:: Task prompt ::
Everything in the data should be repeated exactly, save for the images.

:: Source material ::
[Start of Attachment]

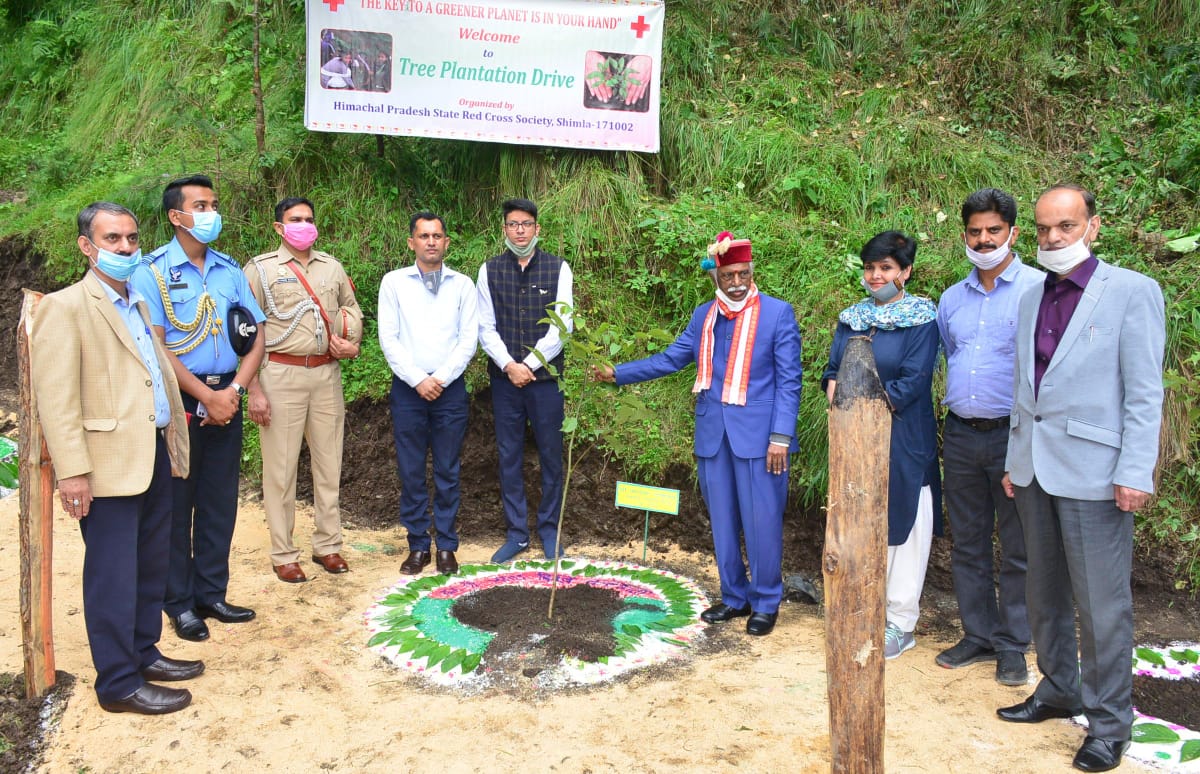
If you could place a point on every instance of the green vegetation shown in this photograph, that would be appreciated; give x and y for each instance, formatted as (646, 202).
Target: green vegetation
(808, 126)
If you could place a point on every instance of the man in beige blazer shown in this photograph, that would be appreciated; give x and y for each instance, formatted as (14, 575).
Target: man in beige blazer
(117, 433)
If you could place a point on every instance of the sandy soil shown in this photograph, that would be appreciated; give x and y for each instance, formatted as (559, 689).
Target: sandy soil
(297, 690)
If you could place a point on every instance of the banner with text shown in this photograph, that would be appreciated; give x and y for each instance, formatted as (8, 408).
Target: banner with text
(575, 73)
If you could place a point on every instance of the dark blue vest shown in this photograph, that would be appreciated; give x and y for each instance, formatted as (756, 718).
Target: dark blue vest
(521, 299)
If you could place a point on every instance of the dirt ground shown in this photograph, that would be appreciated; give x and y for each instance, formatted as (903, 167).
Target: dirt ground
(298, 690)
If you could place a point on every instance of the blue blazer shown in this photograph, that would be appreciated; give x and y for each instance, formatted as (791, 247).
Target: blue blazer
(1096, 418)
(773, 396)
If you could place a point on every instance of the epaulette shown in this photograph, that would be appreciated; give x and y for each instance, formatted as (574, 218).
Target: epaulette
(274, 253)
(225, 258)
(154, 255)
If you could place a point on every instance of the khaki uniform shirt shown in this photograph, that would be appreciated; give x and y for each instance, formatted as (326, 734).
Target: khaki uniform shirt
(293, 324)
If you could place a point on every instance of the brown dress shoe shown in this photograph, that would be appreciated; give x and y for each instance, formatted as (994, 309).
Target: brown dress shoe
(415, 562)
(333, 563)
(447, 563)
(151, 700)
(291, 573)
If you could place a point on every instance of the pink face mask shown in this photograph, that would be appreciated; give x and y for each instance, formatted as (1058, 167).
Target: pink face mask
(300, 235)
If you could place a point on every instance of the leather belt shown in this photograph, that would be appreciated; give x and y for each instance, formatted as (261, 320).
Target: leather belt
(981, 425)
(307, 361)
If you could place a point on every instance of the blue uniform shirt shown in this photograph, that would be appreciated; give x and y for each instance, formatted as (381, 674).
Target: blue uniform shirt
(978, 331)
(222, 281)
(144, 341)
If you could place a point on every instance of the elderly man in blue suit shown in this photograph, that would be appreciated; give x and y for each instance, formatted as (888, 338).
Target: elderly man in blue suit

[End of Attachment]

:: Your solution ::
If you could place a point on every instance of the green vegetation shown in this photograph, that would be appreciated; give x and y for each instance, formatted as (646, 202).
Target: green vegetation
(808, 126)
If you could place a point on every instance of the man in beige blazer shown in this photograph, that would be appreciated; give x and y for each instance, formatted as (14, 575).
Target: man in beige blazer
(117, 433)
If you could place a point on every instance of the sandy soil shown in this photograph, that would be appreciated; give x and y for each instance, formatted as (559, 689).
Target: sandy soil
(297, 690)
If you could place a point on every instance of the banner with text shown in this photograph, that would be appreciated; give x and y for each instance, formatted as (8, 408).
Target: banner with text
(575, 73)
If you could place a point on every instance of the dark blue vest shown in this photograph, that would be appreciated; give x and y for each instance, formatted as (756, 718).
Target: dark blue vest
(521, 299)
If you could place a point on every instance of the dirt ground shown in this photograph, that would be appreciated; give x and y for each instance, formatted as (903, 167).
Target: dirt ground
(298, 690)
If you could place a point on every instance of the blue blazer shown in this photograph, that would be appreciated; give x and y for each instance, formatted as (791, 247).
Target: blue blazer
(1096, 418)
(773, 396)
If you could place a point on every instance of the epaulette shown in this photograph, that would be appreciated; give x and y for each instance, formatted as (574, 218).
Target: epaulette
(274, 253)
(225, 258)
(154, 255)
If you could place a point on every instance of the khaki uniform shirt shown in this photograph, that would be appreciated; give x and y for each instance, formatted as (326, 734).
Target: khaki uniform shirt
(293, 324)
If you could place a point on every instance of the brown dress shoe shown in this photograph, that would be appreciated; give x and y for each instance, formatted as (994, 309).
Target: brown dress shoe
(415, 562)
(333, 563)
(447, 563)
(151, 700)
(291, 573)
If you could place a point on every instance of the pink face mask shown in this photograph, that would be appreciated; give x and y for each instance, formatted as (1058, 167).
Target: pink face mask
(300, 235)
If you could place a point on every instance of the leather belt shown in this photograph, that would be appreciated; give x and y for each instance, formatted as (261, 320).
Target: leather belt
(981, 425)
(307, 361)
If you could place a point on every instance of the blue uniform shirt shown in this photograph, that would be appreciated; give x and y for each instance, formatted as (381, 674).
Target: blue uniform shirt
(978, 331)
(222, 281)
(144, 341)
If you could place a point on every instance of the elderly man in blue suit shown in this photograph, that would be appreciated; give x and y for each instance, formatted as (888, 338).
Target: elderly man in blue suit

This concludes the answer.